If a line in the records below contains "pixel", copy that line.

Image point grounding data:
━━━━

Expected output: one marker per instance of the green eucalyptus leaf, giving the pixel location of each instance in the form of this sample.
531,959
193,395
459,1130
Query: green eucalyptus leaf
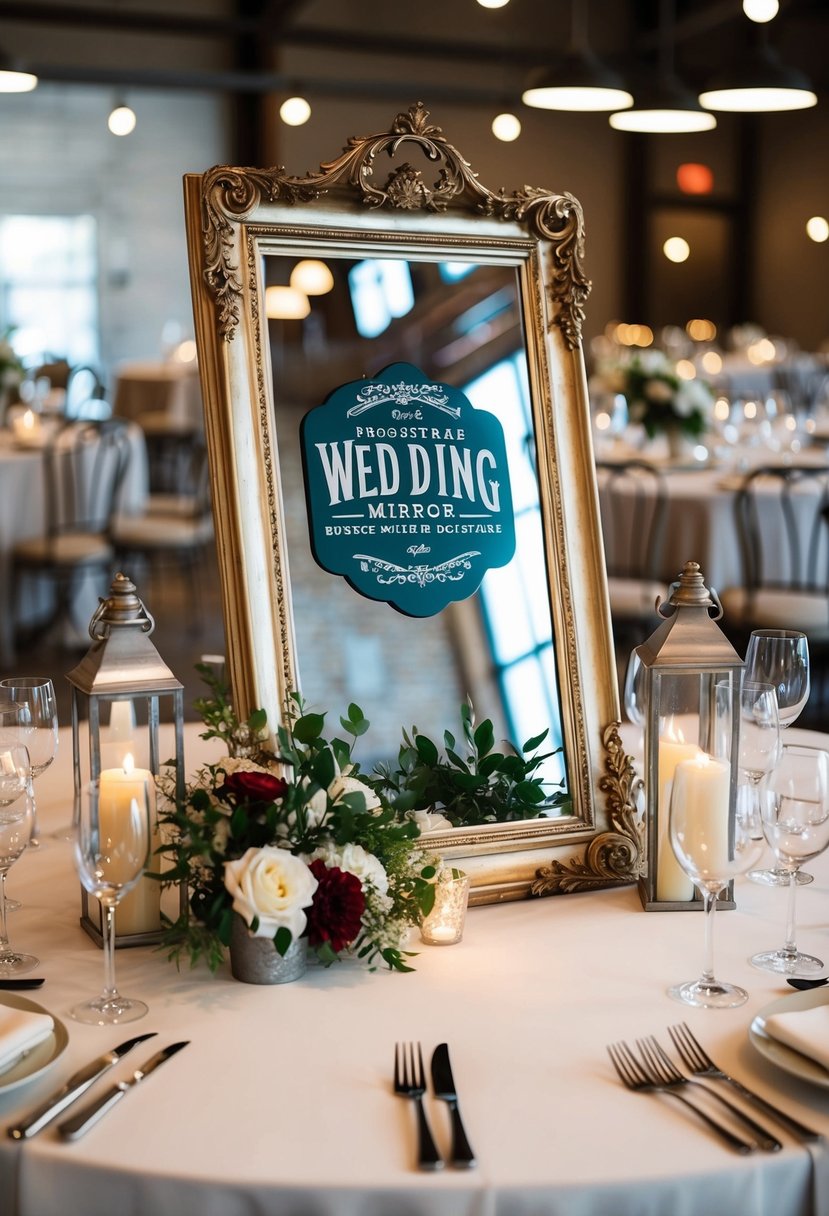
426,749
309,727
282,939
484,737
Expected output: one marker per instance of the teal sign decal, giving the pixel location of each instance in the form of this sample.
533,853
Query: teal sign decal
407,490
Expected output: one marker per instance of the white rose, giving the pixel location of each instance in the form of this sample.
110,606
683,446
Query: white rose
355,860
430,821
344,784
274,885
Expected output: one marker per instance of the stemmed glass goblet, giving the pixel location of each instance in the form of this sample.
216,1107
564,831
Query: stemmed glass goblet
779,657
16,817
796,826
112,846
712,845
35,696
759,742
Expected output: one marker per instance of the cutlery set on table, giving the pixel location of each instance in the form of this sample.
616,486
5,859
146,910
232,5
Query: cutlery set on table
83,1080
649,1069
410,1082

━━━━

→ Response for this exercise:
Expected output: one marker per instance of the green eucalyptus leaf, giving the pixel location of each instance in the form of this sample.
Expected output: one marker per instance of the teal sign decal, giving the pixel location of each instance in the form of this sample.
Expected output: one marker per instance of the white rose, giving the pixel location of each instance in the form of this sample.
Expected output: one marker per instance of the stemmed glass goblet, giving the pixel location of each instance in the form of this sample.
Expected output: one marker per instance of the cutlery set on table, giving the pixel location of each instance in the form of this sample.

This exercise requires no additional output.